▶ **Required work**: Reproduce only the listing from the line with "point: mini bernedoodle" through the end of the listing, switching "innermost" to "most central". Leave everything else unchanged.

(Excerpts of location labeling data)
--
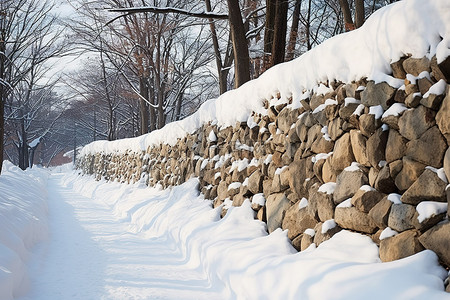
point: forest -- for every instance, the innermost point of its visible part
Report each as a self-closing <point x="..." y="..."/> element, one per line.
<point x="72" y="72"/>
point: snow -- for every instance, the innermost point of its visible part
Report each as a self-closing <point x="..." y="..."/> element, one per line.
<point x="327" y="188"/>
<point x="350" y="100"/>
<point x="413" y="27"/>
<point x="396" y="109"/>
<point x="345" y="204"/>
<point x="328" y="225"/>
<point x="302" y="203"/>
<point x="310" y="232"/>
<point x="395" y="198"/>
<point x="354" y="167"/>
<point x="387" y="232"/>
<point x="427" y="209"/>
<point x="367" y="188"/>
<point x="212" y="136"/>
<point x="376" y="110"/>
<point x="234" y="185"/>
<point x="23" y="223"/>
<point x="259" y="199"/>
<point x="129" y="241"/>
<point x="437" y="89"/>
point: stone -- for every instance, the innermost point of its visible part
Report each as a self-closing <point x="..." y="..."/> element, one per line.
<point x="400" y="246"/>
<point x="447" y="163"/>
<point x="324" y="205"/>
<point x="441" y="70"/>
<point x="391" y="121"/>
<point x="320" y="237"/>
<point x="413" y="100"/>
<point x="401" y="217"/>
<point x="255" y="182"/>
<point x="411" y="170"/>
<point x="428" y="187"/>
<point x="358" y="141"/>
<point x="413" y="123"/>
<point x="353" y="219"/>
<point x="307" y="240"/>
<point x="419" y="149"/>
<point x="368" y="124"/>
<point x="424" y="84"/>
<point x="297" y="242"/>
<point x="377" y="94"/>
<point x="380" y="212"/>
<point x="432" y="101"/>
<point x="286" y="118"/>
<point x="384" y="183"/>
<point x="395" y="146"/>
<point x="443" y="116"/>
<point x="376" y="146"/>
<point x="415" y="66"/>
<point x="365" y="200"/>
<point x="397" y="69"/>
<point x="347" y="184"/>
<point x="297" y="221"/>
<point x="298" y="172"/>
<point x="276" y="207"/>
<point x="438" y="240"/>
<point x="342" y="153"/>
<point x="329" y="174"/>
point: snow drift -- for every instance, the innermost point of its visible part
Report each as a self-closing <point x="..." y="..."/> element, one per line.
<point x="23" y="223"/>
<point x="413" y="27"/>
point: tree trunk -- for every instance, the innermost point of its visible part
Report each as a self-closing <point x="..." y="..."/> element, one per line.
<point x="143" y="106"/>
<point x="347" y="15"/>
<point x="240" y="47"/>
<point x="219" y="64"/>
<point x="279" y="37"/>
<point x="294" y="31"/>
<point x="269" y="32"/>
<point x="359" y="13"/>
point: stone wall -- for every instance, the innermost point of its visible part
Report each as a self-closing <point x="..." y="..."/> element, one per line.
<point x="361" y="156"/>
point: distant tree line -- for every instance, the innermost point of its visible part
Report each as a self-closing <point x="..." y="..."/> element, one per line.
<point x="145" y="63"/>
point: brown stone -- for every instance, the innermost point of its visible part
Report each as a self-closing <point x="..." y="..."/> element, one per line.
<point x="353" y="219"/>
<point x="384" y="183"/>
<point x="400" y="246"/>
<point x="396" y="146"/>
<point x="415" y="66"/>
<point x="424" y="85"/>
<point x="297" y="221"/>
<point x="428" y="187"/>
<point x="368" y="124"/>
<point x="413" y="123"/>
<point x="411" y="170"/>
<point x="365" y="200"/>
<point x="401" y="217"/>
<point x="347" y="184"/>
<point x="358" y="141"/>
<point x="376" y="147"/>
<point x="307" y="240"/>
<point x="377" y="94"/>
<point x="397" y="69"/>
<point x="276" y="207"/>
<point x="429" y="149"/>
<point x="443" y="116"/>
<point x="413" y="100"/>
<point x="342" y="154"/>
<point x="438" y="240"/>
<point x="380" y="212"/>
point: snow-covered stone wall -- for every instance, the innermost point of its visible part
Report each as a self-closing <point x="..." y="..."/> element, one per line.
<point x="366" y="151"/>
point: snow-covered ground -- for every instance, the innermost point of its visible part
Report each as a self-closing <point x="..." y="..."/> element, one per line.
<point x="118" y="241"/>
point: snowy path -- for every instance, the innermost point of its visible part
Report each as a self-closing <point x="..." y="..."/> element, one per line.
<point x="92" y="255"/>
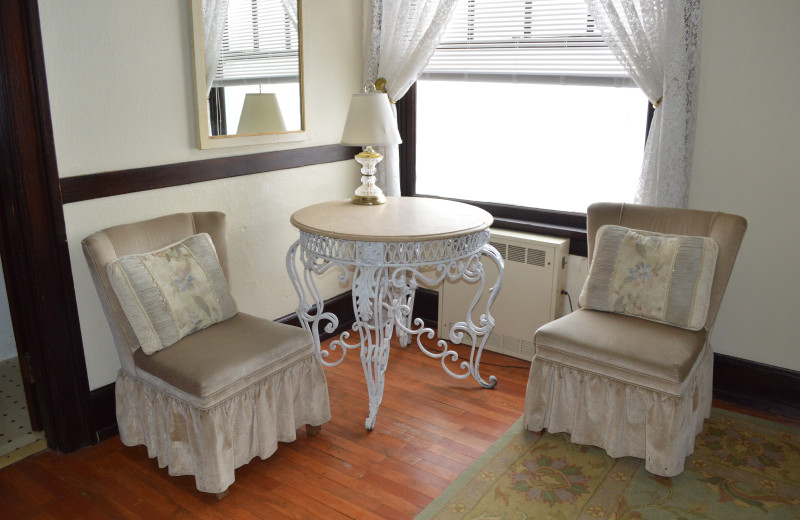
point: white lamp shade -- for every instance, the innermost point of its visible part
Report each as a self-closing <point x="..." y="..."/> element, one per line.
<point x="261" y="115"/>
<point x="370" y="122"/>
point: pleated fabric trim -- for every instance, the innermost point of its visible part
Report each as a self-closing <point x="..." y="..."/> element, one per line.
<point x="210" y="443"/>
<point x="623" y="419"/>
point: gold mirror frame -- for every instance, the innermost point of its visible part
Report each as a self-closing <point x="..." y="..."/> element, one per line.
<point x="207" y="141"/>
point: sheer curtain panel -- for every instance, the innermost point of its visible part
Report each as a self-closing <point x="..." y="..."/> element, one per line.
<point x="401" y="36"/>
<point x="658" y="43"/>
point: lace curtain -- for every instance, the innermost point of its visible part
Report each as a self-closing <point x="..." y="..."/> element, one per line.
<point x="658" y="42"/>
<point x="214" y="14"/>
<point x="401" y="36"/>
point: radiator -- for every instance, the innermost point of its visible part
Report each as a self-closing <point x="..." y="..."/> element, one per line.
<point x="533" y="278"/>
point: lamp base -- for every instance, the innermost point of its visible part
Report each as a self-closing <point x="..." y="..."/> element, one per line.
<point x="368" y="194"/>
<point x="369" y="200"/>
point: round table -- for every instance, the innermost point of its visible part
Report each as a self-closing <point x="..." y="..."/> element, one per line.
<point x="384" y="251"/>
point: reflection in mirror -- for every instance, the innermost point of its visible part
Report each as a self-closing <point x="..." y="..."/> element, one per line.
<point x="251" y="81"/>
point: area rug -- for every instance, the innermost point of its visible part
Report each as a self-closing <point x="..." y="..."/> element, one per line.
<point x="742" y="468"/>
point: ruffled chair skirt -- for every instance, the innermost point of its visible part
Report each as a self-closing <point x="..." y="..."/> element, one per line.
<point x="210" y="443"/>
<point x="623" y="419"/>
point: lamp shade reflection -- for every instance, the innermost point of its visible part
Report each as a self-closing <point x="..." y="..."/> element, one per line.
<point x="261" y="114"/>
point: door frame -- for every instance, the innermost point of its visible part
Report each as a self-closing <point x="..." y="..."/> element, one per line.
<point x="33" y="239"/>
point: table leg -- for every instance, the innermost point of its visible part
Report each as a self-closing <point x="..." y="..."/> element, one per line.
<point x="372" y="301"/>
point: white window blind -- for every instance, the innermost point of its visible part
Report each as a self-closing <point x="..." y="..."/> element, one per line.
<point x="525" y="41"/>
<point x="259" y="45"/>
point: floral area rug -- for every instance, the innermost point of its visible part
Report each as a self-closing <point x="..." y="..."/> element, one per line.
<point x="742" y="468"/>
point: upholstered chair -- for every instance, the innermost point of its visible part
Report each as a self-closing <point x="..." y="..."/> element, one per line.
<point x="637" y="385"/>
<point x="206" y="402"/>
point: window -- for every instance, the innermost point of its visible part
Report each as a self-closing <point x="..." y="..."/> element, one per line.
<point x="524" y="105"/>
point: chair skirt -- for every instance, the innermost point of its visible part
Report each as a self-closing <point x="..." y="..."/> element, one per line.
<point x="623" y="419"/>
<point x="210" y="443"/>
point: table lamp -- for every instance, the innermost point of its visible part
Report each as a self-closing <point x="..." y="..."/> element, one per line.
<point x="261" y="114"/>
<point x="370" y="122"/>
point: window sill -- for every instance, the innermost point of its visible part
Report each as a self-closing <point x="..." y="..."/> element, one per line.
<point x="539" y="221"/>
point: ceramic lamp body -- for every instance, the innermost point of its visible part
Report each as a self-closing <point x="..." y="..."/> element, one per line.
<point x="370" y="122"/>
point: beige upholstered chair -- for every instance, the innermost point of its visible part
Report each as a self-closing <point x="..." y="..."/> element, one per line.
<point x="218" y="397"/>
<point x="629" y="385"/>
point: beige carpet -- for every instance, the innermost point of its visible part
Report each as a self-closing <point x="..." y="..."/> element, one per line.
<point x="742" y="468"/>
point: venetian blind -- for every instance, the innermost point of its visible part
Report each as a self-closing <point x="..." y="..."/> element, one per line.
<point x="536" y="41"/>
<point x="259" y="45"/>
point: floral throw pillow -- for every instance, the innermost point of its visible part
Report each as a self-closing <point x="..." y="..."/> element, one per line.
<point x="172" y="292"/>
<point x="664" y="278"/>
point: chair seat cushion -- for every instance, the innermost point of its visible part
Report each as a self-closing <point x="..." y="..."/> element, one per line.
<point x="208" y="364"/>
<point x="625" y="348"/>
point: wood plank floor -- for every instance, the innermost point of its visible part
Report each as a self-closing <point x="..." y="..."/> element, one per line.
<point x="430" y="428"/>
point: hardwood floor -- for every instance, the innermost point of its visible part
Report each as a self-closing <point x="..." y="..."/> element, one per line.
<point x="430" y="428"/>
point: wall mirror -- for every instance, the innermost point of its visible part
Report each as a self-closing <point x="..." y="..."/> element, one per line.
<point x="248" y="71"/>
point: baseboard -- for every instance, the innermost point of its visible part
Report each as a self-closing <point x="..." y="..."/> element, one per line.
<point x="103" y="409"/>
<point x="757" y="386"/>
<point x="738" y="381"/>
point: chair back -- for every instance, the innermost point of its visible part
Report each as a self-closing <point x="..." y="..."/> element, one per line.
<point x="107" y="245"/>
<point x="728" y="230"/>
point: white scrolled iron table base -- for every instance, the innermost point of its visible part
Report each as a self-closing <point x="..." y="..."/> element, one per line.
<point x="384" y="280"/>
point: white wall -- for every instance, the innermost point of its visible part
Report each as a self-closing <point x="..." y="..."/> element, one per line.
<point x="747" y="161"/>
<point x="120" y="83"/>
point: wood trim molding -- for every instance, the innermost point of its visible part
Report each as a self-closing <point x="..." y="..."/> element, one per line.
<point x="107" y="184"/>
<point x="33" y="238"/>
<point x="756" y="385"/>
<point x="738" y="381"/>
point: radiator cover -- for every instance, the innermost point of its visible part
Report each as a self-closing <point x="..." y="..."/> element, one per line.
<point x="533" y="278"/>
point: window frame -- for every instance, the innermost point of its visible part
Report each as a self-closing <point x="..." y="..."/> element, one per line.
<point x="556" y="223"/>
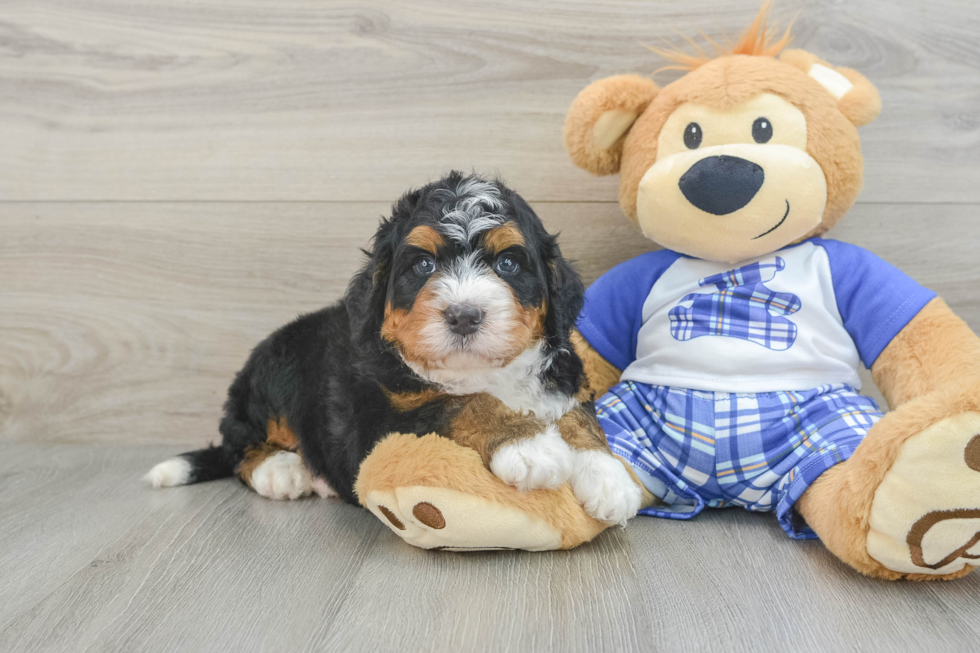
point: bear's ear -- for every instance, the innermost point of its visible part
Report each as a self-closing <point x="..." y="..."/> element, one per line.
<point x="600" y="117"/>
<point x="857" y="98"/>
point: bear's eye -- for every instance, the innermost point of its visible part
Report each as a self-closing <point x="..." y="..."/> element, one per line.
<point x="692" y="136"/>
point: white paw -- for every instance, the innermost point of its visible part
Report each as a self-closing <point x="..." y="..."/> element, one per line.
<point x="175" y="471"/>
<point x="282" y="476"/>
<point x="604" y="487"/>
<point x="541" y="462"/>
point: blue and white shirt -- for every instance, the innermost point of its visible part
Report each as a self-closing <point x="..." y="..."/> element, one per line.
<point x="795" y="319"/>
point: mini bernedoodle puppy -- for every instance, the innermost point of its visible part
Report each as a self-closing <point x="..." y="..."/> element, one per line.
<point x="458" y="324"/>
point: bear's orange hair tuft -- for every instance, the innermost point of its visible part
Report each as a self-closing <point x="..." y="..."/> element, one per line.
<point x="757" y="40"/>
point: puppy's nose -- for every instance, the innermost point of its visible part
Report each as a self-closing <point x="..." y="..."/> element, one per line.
--
▶ **Output below**:
point: mini bernedoodle puppy -- for every instance, the most central point of its visible part
Report each as a self-closing <point x="..." y="..."/> element, one per line.
<point x="458" y="324"/>
point: bear's orange hair tuft -- for every instance, the most central point of its visible part
Report each as a self-closing <point x="..." y="..."/> element, one per line.
<point x="757" y="40"/>
point: puppy's nose -- for every instance, the most central point of its visible part
Report each as a self-closing <point x="..." y="..."/> element, one per line.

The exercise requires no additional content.